▸ **Your task**: Down to the final line, print the records again exactly.

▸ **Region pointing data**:
- Opening Delimiter -
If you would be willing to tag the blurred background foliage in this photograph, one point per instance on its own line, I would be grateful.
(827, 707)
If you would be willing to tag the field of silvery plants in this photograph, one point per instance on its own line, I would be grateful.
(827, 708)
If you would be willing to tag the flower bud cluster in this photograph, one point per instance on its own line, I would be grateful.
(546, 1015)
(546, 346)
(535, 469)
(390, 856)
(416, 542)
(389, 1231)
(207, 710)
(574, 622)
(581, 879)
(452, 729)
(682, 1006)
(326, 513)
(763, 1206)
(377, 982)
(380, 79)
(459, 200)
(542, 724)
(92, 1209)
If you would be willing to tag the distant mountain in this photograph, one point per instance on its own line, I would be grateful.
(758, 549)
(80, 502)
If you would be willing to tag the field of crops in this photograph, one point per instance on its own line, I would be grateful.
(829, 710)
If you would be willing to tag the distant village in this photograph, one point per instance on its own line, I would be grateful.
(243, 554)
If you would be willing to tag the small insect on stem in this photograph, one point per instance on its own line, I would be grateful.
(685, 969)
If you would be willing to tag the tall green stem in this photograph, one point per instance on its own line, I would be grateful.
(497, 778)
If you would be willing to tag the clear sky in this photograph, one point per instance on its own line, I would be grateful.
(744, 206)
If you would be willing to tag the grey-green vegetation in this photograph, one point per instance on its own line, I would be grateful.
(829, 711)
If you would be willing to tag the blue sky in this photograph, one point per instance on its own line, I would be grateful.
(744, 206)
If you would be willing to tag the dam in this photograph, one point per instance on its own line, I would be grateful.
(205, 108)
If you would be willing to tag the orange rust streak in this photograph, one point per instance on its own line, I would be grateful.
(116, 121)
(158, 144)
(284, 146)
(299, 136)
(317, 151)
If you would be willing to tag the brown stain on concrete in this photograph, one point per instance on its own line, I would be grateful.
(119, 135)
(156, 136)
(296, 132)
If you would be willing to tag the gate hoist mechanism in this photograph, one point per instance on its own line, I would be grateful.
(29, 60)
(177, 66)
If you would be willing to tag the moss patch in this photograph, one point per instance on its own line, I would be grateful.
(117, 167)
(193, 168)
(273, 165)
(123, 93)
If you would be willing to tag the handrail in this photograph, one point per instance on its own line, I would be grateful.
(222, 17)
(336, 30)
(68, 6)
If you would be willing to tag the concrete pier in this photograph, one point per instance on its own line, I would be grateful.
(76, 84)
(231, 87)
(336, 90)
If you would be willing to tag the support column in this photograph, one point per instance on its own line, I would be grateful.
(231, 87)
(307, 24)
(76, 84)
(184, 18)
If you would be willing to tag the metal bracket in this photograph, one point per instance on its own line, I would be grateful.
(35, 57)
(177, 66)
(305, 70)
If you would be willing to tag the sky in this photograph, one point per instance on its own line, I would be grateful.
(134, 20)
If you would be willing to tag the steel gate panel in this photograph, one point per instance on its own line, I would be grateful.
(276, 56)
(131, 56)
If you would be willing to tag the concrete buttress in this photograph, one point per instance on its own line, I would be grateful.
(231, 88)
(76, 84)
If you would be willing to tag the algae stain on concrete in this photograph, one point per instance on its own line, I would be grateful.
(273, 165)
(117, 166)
- Closing Delimiter -
▸ **Your solution**:
If you would be willing to tag the blurred background foliage in this photograph, one point per instance on its own line, I would be grateful.
(827, 707)
If you would be willing to tag the field of silvery plants in this photograph, one point per instance on its own line, I would be grateful.
(827, 708)
If you would be willing to tag the flower bud cluster in this photograph, one point per instance on its own line, I would be grateful.
(546, 1015)
(546, 346)
(535, 469)
(390, 856)
(416, 542)
(389, 1231)
(207, 710)
(574, 622)
(581, 879)
(452, 729)
(682, 1006)
(326, 513)
(763, 1206)
(377, 982)
(380, 79)
(459, 200)
(542, 724)
(92, 1209)
If you would be willing to tag the distant mountain in this photograph, one point per instance on its own line, I would be grateful.
(758, 549)
(80, 502)
If you would be willing to tag the field of crops in this photograph, one point per instance on its own line, I would be grateful.
(829, 710)
If you would be willing to tag the distant village in this photograph, one point per instance on its own line, I would be grateful.
(243, 554)
If you would be willing to tag the small insect on stem in this photograph, one point per instance on its own line, I would be grateful.
(685, 969)
If you would be willing to tag the tall green stem in this photograph, one point per instance on its own line, I would be grateful.
(497, 778)
If you would be willing to tag the clear sky in this photograph, one point per instance on its own line, I would be grateful.
(744, 206)
If you would be willing to tag the grey-green vegetation in this photograph, one point per instance on its own line, I would be grateful.
(829, 711)
If you would be willing to tag the blue sky in this photograph, one point per instance on its own line, I would be grateful.
(744, 206)
If you would be willing to tag the dam in this photograph, one point per instance on its own line, I would be grateful.
(205, 108)
If you would be willing to tag the orange rust streak in this photograph, one point per instance on its own line, I would be grateful.
(116, 121)
(158, 144)
(284, 146)
(299, 136)
(317, 151)
If you would be willing to tag the brown stain on concrete in this photograph, one point per instance on its own line, I would be grateful.
(119, 135)
(156, 136)
(296, 132)
If you would be willing to tag the gate hoist mechanism in this photograph, one point per instance on its own line, I would be grateful.
(29, 60)
(177, 66)
If you would be willing to tag the moss patch in this photograph, one point per instance on its own line, I would be grateful.
(117, 167)
(193, 168)
(273, 165)
(123, 93)
If you would be willing to tag the handrail in this photograph, one point per instance on its own line, I would be grateful.
(222, 17)
(336, 30)
(68, 6)
If you would be willing to tag the concrete pier in this photograph, one point per instance on its own line, I would be grateful.
(76, 84)
(231, 87)
(336, 90)
If you would be willing to tag the support column in this photograph, one point per instance on its own line, I would be grateful.
(231, 87)
(307, 24)
(76, 84)
(184, 18)
If you would be willing to tag the metal bracket in this photograph, one point per instance on its own line, I would be grateful.
(35, 57)
(177, 66)
(305, 70)
If you would be willing to tag the sky in this photograph, one point per instance on its own line, I would be grateful.
(134, 20)
If you would be willing to tag the steel gate panel in this photograph, one point per instance on its own line, I would be grateful.
(276, 56)
(131, 56)
If you would be willing to tag the concrete buttress in this photograph, one point per instance on its own line, I would be grateful.
(231, 88)
(76, 84)
If you would be willing to tag the algae stain on concrete in this photograph, one point per instance on its own line, I would be grateful.
(273, 165)
(117, 166)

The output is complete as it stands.